• CONSIGNE
Dans les enregistrements ci-dessous, renvoyez s'il vous plaît à l'identique les lignes allant de celle qui contient "Each <instance> block presents" à celle qui contient "positive clicks: (553, 360)", ces deux lignes comprises.

___ DONNÉES DE L'EXERCICE ___

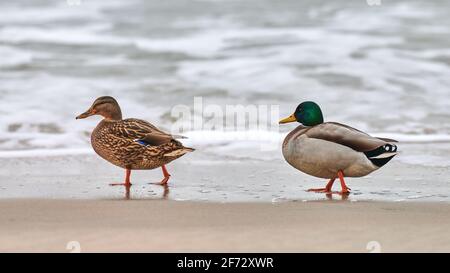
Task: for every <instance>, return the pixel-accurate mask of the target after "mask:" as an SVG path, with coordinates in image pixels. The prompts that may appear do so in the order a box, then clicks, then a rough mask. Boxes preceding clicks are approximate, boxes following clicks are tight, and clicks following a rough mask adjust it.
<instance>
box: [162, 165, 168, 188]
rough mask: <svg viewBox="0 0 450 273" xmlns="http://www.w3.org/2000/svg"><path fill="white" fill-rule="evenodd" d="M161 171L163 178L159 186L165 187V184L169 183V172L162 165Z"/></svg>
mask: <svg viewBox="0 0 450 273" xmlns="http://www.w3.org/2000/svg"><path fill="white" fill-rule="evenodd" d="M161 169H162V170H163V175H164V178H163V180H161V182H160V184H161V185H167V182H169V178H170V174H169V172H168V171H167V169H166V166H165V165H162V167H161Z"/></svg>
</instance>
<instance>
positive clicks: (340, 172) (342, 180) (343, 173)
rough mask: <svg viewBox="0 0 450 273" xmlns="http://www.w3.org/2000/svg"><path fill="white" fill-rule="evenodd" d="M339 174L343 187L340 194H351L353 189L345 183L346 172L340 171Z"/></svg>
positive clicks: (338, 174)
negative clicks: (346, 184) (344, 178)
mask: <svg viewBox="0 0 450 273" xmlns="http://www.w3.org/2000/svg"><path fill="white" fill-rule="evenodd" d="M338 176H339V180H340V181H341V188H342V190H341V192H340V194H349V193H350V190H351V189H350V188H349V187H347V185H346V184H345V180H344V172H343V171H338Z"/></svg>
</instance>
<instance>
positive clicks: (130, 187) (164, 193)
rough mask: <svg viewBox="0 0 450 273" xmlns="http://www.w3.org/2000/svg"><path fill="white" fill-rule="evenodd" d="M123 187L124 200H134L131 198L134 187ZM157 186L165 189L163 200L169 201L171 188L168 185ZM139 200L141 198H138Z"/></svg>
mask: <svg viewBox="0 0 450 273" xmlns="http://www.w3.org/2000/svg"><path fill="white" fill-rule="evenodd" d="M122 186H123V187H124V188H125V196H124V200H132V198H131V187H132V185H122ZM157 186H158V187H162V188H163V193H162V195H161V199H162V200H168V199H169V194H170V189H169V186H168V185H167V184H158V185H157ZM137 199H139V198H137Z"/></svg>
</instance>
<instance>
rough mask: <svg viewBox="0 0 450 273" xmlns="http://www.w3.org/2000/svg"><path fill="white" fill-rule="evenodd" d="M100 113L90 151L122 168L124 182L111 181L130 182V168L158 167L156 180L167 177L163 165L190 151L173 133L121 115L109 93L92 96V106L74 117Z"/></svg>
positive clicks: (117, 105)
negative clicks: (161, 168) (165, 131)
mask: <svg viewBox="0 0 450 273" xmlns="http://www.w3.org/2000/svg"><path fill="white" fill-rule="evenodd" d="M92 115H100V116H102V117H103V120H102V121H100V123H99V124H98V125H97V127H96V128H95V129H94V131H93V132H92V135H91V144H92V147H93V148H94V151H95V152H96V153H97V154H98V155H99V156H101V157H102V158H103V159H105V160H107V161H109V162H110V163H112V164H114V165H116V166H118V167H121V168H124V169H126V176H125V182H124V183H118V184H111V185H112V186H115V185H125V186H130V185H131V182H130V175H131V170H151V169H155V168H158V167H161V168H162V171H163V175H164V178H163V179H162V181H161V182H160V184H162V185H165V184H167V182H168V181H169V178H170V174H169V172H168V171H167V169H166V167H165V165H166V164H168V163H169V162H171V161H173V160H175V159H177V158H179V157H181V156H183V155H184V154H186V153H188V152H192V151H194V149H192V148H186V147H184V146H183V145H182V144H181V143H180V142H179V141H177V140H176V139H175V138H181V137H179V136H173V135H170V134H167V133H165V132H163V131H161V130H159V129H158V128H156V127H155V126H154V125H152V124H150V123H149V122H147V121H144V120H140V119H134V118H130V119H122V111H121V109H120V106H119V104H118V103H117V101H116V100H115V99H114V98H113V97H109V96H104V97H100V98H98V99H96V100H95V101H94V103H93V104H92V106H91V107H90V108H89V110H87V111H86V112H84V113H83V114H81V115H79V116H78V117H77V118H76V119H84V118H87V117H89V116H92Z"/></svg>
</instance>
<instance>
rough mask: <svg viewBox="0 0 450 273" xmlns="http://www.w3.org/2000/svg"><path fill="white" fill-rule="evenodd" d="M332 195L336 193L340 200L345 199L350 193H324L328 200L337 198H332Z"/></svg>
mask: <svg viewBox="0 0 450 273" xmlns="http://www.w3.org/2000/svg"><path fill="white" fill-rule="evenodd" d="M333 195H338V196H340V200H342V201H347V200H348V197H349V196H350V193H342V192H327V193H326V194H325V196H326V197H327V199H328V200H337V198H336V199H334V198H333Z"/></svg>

___
___ DONNÉES DE L'EXERCICE ___

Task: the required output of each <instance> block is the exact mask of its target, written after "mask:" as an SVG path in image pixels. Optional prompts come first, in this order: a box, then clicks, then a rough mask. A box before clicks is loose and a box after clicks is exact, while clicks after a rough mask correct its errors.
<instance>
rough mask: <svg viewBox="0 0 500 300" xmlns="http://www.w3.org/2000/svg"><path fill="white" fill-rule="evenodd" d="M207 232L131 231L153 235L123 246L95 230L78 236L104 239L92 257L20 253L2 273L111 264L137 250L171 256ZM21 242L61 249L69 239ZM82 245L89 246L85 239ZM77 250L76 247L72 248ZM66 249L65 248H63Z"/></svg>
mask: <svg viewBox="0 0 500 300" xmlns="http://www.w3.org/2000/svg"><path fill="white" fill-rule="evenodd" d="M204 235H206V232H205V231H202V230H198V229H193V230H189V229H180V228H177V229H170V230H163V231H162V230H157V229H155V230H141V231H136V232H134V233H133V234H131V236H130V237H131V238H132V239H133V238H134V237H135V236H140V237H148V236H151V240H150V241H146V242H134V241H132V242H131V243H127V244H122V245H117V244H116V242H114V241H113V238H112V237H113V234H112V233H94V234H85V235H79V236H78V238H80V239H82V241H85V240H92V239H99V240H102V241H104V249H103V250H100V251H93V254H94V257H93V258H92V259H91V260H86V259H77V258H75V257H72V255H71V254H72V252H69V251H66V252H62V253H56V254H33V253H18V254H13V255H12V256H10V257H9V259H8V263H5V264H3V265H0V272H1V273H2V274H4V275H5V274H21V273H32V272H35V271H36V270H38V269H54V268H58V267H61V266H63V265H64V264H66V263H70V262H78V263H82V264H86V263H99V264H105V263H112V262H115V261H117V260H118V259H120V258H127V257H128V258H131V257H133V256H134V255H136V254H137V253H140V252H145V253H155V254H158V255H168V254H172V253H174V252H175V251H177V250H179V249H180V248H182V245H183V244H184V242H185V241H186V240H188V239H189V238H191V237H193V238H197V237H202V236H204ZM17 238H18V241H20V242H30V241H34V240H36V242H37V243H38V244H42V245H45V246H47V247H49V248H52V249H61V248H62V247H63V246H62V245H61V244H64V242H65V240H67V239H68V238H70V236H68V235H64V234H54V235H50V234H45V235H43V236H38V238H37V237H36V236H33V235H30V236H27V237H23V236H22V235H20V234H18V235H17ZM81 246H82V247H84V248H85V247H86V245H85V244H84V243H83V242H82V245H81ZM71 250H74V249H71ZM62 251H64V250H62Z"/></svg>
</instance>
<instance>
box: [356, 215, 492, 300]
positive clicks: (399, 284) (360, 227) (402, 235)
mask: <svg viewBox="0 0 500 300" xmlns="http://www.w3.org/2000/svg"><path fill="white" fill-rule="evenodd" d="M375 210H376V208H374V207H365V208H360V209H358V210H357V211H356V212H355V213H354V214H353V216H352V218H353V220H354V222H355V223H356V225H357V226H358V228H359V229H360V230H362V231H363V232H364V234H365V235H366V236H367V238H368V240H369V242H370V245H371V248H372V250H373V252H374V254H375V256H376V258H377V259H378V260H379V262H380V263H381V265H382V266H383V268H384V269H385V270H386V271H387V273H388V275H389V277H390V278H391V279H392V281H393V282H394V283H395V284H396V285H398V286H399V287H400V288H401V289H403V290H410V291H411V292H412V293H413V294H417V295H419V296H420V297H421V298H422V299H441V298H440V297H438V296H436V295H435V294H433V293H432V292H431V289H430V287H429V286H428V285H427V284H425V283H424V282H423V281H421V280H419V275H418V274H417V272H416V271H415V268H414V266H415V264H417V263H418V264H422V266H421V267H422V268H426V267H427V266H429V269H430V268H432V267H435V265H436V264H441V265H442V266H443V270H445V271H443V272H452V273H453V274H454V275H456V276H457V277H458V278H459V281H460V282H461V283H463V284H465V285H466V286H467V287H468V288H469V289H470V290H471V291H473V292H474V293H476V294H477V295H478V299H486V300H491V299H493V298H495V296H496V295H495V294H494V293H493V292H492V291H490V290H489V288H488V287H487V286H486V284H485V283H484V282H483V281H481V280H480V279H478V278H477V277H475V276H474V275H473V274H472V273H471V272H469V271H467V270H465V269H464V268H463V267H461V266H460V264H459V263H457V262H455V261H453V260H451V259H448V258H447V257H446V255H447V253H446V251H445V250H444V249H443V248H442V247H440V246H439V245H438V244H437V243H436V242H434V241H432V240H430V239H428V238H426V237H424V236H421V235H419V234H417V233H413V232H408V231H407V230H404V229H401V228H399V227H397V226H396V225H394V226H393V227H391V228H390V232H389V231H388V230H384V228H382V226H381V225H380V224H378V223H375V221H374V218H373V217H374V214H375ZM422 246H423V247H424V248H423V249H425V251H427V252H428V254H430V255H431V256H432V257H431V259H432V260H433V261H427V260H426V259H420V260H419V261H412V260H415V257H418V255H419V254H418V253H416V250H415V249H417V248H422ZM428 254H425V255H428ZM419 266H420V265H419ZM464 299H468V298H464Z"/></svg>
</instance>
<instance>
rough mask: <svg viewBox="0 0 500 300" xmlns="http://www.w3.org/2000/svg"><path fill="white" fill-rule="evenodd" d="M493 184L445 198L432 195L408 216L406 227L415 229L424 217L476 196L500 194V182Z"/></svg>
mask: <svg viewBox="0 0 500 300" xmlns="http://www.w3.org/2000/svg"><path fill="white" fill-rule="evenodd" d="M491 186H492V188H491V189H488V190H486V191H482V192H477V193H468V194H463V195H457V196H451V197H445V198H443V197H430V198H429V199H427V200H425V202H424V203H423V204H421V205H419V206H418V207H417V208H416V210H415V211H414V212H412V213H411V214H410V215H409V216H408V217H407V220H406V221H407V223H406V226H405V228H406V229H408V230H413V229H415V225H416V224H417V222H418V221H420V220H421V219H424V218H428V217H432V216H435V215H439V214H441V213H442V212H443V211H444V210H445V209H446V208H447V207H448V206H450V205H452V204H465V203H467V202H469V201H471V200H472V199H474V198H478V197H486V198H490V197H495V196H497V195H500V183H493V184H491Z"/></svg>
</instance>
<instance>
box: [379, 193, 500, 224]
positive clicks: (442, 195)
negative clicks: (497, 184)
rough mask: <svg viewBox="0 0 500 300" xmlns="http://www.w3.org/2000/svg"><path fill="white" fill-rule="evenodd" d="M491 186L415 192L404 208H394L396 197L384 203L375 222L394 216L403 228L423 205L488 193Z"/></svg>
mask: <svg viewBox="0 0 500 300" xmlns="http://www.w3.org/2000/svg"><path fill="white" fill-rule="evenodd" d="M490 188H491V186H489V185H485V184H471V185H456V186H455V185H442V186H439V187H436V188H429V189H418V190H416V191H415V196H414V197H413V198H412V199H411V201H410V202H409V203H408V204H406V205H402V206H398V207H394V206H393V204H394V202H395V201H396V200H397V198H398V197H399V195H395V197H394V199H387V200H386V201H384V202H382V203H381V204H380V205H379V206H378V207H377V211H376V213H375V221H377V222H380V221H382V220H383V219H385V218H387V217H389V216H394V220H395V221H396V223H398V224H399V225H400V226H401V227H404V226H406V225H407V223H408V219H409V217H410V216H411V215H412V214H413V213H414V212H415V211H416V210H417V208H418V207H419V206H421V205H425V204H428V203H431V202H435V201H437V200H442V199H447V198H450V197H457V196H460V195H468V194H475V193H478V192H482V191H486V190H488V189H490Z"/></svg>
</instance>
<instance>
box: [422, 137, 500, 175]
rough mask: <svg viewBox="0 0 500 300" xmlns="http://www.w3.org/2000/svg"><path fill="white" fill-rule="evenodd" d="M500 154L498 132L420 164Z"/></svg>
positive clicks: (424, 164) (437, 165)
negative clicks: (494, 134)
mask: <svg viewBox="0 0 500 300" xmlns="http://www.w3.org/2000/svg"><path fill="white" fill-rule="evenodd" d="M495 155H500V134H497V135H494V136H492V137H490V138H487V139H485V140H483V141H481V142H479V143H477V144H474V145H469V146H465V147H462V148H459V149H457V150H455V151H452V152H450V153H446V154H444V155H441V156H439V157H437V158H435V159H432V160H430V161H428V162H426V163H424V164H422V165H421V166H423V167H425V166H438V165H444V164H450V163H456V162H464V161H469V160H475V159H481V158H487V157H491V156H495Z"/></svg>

___
___ DONNÉES DE L'EXERCICE ___

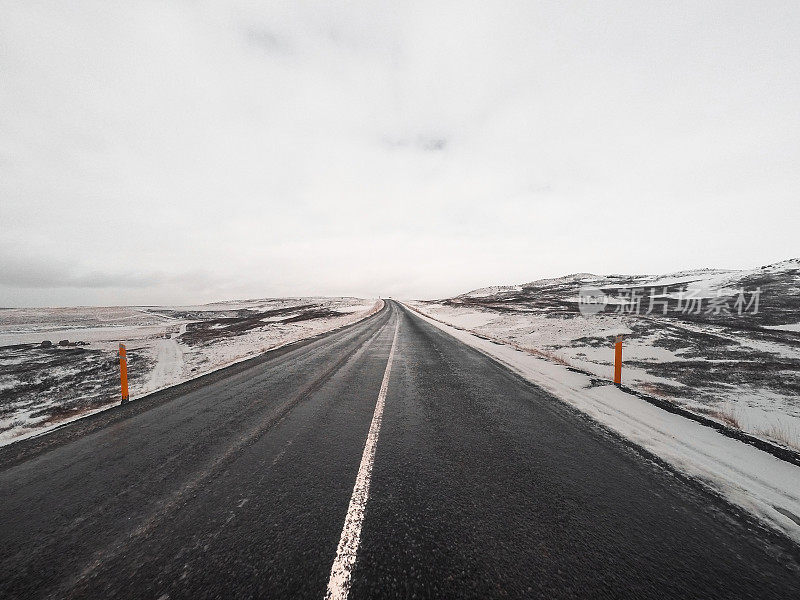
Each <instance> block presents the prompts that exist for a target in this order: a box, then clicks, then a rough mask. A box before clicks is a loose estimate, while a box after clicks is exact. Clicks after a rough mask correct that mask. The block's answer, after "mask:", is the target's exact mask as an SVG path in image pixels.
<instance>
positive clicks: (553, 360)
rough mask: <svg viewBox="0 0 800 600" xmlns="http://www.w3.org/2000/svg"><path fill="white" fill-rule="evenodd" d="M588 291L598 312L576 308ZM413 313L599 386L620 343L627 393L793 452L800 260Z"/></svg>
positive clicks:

___

• RÉPONSE
Each <instance> block presents the prompts that exist for a target in this order: a box, then clicks, then a rough mask. A box before clicks is a loose estimate, while a box after clicks is exact. Clicks after a rough mask correct that mask. The block's answer, after "mask:", is the target's exact mask as an SVG path in image pixels.
<instance>
positive clicks: (553, 360)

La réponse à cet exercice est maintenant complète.